* [Exercise instructions]:
1 > Print the Barbados precedence table verbatim, everything from "4. The Members" down to "own order unknown.".
2 > Answer these from the Barbados precedence table:
(a) What number does the Chief Justice hold in the table?
(b) Who is named as President of the Senate?
(c) Why is the Attorney-General placed first among the Members of the Cabinet?
3 > Summarize the Barbados precedence table in two sentences.

## BEGIN Supplied passage

= Order of precedence in Barbados =

Relative preeminence of officials for ceremonial purposes

The following is the Barbadian Table of Precedence.
1. The President of Barbados (Jeffrey Bostic)
2. The Prime Minister (Mia Mottley)
3. The Chief Justice (Mr Justice Leslie Haynes)
4. The Members of the Cabinet
  1. The Attorney-General of Barbados, as the first minister to be sworn in after the Prime Minister.
  2. Other cabinet ministers, their own order unknown.
5. The former Governors-General (Sir Elliott Belgrave)
6. The National Hero (Rihanna)
7. The President of the Senate (Reginald Farley)
8. The Speaker of the House of Assembly (Arthur Holder)
9. The Leader of the Opposition
10. The former Prime Ministers, and the former Chief Justices
11. The Members of the President's Privy Council of Barbados
12. The Chairman of the Barbados Christian Council
13. The Ambassadors and High Commissioners
14. The Justices of the Court of Appeals, and the Judges of the High Court
15. The Parliamentary Secretaries
16. The Deputy President of the Senate
17. The Deputy Speaker of the House of Assembly
18. The Members of the Senate
19. The Members of the House of Assembly
20. The spouses of deceased dignitaries such as: Governors-General, Prime Ministers, and National Heroes (Suo jure/Jure uxoris ascribed)

## END Supplied passage
## BEGIN Raw data

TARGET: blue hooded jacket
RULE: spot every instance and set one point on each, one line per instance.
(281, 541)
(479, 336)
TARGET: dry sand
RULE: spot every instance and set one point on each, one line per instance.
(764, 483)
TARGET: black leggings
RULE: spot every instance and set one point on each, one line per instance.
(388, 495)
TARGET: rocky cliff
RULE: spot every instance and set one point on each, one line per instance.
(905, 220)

## END Raw data

* [Final results]:
1 >
4. The Members of the Cabinet
  1. The Attorney-General of Barbados, as the first minister to be sworn in after the Prime Minister.
  2. Other cabinet ministers, their own order unknown.

2 >
(a) Number 3.
(b) Reginald Farley.
(c) The Attorney-General is the first minister sworn in after the Prime Minister.

3 > The Barbadian Table of Precedence ranks officials for ceremonial purposes. It places the President of Barbados first, followed by the Prime Minister, the Chief Justice and the Members of the Cabinet, and it ranks the spouses of deceased dignitaries last.